[Work item]: Whichever lines of the entries hold the word "below" should be identified and copied.

[Information given]:
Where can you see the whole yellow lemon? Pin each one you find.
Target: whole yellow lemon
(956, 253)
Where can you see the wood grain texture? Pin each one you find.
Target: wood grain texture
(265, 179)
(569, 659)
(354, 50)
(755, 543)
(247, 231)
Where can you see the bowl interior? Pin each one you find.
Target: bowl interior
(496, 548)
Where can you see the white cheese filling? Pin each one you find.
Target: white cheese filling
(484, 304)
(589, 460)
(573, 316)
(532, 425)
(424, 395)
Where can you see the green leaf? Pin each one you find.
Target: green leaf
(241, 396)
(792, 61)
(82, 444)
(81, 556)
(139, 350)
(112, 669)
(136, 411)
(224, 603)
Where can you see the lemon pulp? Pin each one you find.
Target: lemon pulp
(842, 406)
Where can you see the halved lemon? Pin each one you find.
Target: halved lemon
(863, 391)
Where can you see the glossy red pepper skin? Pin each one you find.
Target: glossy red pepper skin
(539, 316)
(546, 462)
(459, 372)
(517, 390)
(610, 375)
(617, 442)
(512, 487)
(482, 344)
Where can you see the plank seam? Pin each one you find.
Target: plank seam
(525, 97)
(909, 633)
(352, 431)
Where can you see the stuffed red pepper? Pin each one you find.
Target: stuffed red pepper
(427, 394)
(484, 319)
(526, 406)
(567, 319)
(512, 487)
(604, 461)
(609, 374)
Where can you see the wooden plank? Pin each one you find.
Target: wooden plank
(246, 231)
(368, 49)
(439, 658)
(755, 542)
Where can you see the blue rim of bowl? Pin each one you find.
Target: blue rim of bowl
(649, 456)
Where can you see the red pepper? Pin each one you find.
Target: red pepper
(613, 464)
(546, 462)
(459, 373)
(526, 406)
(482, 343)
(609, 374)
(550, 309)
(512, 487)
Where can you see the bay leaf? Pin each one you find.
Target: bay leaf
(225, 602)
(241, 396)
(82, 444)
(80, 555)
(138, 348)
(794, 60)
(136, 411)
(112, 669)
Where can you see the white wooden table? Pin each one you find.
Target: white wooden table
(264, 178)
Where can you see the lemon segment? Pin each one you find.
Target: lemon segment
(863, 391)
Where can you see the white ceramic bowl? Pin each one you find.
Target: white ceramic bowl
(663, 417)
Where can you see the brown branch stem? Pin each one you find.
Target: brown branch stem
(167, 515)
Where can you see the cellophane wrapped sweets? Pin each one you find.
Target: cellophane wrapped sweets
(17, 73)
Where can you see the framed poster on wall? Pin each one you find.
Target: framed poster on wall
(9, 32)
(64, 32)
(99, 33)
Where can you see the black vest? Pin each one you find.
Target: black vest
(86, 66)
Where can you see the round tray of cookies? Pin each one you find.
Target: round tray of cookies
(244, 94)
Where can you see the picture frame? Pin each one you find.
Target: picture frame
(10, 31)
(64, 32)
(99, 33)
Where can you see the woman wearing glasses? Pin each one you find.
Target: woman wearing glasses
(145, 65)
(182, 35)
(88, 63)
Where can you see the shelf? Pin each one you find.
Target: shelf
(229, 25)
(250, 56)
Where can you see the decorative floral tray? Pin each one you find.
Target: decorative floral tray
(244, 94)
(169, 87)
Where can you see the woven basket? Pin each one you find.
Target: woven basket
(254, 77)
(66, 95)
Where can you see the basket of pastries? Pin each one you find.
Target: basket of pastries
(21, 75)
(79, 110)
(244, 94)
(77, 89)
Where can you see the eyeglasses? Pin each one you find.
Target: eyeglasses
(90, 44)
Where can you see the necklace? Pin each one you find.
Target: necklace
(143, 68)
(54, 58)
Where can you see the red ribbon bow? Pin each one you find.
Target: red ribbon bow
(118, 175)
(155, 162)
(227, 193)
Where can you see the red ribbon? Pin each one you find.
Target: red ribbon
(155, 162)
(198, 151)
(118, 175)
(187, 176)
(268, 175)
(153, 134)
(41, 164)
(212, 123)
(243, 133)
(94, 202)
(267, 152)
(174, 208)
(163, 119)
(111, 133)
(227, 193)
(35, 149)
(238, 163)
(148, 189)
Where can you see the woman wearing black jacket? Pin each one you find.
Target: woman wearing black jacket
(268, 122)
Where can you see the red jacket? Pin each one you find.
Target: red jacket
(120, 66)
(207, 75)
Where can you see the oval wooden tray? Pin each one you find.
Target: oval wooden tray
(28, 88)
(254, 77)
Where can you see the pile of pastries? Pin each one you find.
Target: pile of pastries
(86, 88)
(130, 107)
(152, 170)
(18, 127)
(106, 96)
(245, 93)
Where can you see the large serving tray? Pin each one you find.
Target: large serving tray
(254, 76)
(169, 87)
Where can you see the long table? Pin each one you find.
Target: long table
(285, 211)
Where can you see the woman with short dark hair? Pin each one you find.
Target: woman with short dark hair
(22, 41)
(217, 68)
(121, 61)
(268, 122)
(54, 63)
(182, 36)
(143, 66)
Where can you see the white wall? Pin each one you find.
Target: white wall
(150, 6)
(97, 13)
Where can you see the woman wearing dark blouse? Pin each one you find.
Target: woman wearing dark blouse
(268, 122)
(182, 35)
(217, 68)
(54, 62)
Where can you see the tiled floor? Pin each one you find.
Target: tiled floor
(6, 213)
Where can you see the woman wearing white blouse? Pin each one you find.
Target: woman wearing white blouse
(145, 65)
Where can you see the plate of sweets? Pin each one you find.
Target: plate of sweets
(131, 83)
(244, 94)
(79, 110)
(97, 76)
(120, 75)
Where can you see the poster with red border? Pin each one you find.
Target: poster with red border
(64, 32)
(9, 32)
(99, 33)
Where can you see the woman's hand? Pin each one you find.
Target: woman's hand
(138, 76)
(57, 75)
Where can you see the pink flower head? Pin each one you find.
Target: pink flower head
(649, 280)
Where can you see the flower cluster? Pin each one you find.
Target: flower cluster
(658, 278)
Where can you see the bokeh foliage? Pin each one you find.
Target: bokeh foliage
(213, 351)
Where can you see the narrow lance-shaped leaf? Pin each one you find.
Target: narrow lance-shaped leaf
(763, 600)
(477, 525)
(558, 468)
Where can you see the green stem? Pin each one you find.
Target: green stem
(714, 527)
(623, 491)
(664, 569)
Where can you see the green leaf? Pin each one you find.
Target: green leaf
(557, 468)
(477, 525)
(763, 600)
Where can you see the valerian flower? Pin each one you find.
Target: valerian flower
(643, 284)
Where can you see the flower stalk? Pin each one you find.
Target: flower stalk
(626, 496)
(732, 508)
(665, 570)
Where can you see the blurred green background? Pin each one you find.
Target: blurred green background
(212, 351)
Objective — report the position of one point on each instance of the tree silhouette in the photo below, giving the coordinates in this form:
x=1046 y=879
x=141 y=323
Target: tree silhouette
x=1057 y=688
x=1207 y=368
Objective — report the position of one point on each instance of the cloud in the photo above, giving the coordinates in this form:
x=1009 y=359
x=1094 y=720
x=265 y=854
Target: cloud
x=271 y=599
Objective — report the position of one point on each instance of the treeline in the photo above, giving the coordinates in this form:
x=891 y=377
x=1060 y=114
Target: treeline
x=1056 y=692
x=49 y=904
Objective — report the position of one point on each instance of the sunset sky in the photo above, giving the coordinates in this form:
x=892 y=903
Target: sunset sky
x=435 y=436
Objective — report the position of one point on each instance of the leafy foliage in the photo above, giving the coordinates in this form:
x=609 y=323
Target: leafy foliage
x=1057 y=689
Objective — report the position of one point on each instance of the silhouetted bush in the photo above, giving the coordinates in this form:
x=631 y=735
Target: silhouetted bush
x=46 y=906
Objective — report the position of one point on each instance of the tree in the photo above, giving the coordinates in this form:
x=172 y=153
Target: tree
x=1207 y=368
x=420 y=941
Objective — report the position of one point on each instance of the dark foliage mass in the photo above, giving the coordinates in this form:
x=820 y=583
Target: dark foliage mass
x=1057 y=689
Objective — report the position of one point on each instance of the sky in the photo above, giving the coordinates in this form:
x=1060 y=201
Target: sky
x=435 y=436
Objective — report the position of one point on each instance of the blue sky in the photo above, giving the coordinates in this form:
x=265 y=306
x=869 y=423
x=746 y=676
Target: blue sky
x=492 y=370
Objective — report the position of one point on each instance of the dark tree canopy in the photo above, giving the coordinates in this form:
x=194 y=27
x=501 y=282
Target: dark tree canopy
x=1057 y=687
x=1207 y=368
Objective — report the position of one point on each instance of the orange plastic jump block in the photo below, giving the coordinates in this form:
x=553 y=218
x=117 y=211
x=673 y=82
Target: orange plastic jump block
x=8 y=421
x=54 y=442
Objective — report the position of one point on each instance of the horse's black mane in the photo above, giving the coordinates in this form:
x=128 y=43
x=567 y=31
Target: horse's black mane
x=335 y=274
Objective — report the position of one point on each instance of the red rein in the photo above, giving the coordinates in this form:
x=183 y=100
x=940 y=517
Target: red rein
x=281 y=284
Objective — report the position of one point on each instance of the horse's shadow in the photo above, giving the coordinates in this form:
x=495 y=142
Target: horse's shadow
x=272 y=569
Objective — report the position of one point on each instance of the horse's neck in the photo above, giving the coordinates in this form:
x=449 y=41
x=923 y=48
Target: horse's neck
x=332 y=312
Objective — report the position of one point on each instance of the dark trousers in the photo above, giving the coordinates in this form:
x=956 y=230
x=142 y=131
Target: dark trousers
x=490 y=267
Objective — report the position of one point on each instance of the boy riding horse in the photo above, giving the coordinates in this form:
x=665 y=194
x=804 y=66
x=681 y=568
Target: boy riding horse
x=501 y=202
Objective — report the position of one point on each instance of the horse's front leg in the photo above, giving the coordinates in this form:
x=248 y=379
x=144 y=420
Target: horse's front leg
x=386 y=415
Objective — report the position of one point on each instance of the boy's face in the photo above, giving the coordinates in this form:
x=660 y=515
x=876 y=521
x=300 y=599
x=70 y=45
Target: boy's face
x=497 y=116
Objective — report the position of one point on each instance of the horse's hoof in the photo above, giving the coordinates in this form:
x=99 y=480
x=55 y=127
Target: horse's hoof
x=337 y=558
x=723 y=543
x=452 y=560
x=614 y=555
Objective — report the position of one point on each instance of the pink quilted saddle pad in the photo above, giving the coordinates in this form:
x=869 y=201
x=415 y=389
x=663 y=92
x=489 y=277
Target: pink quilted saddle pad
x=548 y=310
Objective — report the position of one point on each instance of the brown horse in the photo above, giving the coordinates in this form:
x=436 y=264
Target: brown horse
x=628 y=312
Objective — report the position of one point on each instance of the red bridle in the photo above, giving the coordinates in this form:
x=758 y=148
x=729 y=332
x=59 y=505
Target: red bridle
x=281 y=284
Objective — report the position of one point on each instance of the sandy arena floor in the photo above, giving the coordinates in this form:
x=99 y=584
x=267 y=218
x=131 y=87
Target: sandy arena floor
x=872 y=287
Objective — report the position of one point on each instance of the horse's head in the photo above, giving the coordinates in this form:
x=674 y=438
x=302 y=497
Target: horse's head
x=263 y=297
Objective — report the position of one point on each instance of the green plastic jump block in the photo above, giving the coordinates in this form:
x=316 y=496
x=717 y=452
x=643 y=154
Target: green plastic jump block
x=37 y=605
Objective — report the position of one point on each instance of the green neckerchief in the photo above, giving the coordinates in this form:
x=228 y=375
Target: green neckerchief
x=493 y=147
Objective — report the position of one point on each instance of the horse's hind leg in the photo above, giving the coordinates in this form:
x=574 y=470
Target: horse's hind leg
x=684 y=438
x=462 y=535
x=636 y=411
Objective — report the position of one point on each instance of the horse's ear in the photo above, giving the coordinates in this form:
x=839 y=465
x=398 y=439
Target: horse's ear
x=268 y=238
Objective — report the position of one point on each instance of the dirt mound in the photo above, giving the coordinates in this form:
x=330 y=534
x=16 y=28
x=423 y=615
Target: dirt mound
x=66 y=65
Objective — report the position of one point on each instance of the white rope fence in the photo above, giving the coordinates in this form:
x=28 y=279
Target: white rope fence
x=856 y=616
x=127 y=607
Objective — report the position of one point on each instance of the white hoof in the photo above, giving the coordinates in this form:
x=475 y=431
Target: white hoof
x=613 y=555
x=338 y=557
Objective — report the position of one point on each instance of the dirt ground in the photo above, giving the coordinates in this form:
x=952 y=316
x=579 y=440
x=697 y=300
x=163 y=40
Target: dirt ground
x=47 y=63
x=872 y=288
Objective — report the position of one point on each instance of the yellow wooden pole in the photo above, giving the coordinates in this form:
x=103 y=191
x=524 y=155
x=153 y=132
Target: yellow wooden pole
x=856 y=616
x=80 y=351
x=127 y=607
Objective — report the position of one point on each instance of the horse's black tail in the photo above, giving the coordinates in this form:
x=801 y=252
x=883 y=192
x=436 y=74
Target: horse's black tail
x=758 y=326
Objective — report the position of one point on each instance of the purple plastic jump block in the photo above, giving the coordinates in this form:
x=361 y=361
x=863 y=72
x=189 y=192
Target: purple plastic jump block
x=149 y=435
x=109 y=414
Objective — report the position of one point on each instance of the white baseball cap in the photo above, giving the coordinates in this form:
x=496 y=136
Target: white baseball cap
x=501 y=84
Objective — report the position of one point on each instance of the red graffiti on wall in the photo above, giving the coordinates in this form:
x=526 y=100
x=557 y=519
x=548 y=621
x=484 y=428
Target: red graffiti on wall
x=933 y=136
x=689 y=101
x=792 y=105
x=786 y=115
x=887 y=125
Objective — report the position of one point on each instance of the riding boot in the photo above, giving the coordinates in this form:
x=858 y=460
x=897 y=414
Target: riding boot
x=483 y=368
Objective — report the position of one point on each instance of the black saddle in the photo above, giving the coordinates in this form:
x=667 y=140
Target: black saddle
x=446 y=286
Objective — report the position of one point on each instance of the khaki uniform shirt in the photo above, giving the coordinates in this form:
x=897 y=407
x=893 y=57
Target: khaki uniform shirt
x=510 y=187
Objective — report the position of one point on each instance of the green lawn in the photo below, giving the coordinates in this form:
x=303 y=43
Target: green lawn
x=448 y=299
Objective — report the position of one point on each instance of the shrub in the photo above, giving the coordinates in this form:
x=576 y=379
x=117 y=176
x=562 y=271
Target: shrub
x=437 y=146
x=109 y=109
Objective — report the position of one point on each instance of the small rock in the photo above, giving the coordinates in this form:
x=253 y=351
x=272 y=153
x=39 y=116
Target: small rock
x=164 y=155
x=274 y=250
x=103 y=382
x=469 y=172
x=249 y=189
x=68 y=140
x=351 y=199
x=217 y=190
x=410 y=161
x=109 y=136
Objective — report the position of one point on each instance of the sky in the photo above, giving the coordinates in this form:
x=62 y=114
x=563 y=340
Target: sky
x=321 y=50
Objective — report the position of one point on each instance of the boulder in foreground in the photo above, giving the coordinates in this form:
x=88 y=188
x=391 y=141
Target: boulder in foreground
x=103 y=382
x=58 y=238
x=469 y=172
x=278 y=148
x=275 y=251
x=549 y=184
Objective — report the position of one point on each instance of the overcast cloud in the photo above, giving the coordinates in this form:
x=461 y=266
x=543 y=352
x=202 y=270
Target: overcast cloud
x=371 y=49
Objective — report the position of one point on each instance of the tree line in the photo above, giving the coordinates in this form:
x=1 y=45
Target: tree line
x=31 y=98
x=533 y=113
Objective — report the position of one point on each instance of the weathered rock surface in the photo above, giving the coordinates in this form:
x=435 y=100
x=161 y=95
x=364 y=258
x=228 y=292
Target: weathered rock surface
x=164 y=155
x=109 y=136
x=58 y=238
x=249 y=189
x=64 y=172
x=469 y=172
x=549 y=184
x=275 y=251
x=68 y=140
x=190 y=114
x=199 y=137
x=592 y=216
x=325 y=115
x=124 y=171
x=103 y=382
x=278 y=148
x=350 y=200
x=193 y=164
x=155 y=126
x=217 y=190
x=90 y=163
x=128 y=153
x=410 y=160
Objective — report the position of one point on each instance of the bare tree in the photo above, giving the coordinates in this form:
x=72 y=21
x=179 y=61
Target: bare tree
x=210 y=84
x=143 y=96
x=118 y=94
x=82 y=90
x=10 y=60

[Reply to the exercise]:
Objective — report the position of one point on each instance of the tree silhouette in the photo below, giving the coordinates in this form:
Objective — report the position of one point on each instance of the orange plastic jump block in the photo below, giving the coordinates in this form:
Objective — report the position of one point on each instance of the green lawn in the photo below, giving the coordinates in this form:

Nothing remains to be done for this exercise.